GIVEN PASSAGE START
A lazy bridge inverts this. The transport is ephemeral. It exists only to carry actual commands and events. There is no sunk cost in maintaining a connection that might be degraded. The system can afford to be honest about reachability because it does not need to pretend the tunnel is healthy to justify its own existence.

Reconnect handling becomes part of normal operation rather than exceptional recovery. The Durable Object sequences commands, tracks retry state, and surfaces explicit status to the console. A technician can see that a machine is "last reachable 4 minutes ago, retrying now" rather than guessing based on a color that has not updated.

What this means for technician workflow

The practical impact shows up in small moments that add up. A technician looking at a client's machine list sees actual sendability state: "reachable now," "queued for retry," or "last contact 12 minutes ago." They do not waste time attempting actions against endpoints that the system already knows are unreachable. They do not refresh dashboards hoping a stale indicator will update.
GIVEN PASSAGE END
ENTRIES SHOWN START
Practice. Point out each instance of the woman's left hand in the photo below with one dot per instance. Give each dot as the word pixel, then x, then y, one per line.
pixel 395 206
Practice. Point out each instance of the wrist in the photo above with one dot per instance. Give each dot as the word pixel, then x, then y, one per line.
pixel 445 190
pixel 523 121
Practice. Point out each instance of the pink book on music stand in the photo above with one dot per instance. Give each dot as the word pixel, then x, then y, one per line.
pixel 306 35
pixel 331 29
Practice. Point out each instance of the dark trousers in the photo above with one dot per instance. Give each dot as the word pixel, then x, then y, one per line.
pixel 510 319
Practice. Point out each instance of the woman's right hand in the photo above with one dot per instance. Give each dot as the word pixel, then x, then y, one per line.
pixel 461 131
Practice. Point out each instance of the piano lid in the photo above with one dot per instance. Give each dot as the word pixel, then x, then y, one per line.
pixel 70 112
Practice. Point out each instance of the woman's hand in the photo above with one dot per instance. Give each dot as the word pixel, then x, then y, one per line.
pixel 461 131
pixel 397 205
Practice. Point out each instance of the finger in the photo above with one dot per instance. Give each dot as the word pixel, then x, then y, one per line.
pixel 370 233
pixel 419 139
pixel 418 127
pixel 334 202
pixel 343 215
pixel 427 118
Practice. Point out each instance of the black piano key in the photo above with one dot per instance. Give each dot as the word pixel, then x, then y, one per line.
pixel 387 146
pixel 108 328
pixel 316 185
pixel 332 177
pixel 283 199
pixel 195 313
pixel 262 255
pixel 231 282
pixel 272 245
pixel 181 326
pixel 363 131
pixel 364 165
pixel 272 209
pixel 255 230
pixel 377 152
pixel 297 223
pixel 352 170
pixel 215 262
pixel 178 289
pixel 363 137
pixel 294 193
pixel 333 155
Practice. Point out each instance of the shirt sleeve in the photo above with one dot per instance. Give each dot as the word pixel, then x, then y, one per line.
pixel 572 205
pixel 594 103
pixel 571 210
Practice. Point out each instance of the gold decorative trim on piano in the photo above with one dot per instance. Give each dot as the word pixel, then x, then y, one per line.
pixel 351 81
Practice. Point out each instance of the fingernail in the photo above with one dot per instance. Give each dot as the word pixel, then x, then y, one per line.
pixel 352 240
ENTRIES SHOWN END
REQUIREMENT 1: In the lazy bridge passage, what three things does the Durable Object do?
REQUIREMENT 2: Print the lazy bridge passage from "A lazy bridge" up to and including "has not updated.".
REQUIREMENT 3: Proceed with the lazy bridge passage from where it stops.
These records are separate from the lazy bridge passage.

OUTPUT 1: It sequences commands, tracks retry state, and surfaces explicit status to the console.

OUTPUT 2:
A lazy bridge inverts this. The transport is ephemeral. It exists only to carry actual commands and events. There is no sunk cost in maintaining a connection that might be degraded. The system can afford to be honest about reachability because it does not need to pretend the tunnel is healthy to justify its own existence.

Reconnect handling becomes part of normal operation rather than exceptional recovery. The Durable Object sequences commands, tracks retry state, and surfaces explicit status to the console. A technician can see that a machine is "last reachable 4 minutes ago, retrying now" rather than guessing based on a color that has not updated.

OUTPUT 3:
When a command is queued, the technician can continue working on other tickets rather than babysitting a connection attempt. The Durable Object handles retry with exponential backoff and transport rotation. When the endpoint comes back, the command executes and the result appears in the session history. The technician gets a notification, not a timeout dialog.

For after-hours work, this is especially valuable. A patch deployment or configuration change can be submitted against a machine that is currently offline. The command waits in the bridge's durable queue. When the machine reconnects—perhaps because a user woke it in the morning—the action executes and the result is recorded. There is no need for the technician to be online at the same time as the endpoint.

The audit and accountability benefit

RPC-grounded sendability also produces better records. Every command attempt generates a traceable event: submitted, routed, acknowledged, executed, or failed with specific reason. The session history shows not just what was attempted, but whether the endpoint was actually reachable at the time of attempt.

This matters for MSPs explaining service delivery to clients. "We tried to run the diagnostic at 2:15 AM but the machine was unreachable" is a defensible statement backed by RPC state. "The dashboard said it was online but we could not connect" is not. The difference shows up in SLA discussions, in dispute resolution, and in internal post-incident reviews.

Caisey's public reviewed transcript shares can include this reachability context. A client reviewing a support session sees that a command was queued during a network outage and executed automatically when connectivity restored. The narrative is transparent. The technician's actions are documented against actual system state, not against a status icon that may have been wrong.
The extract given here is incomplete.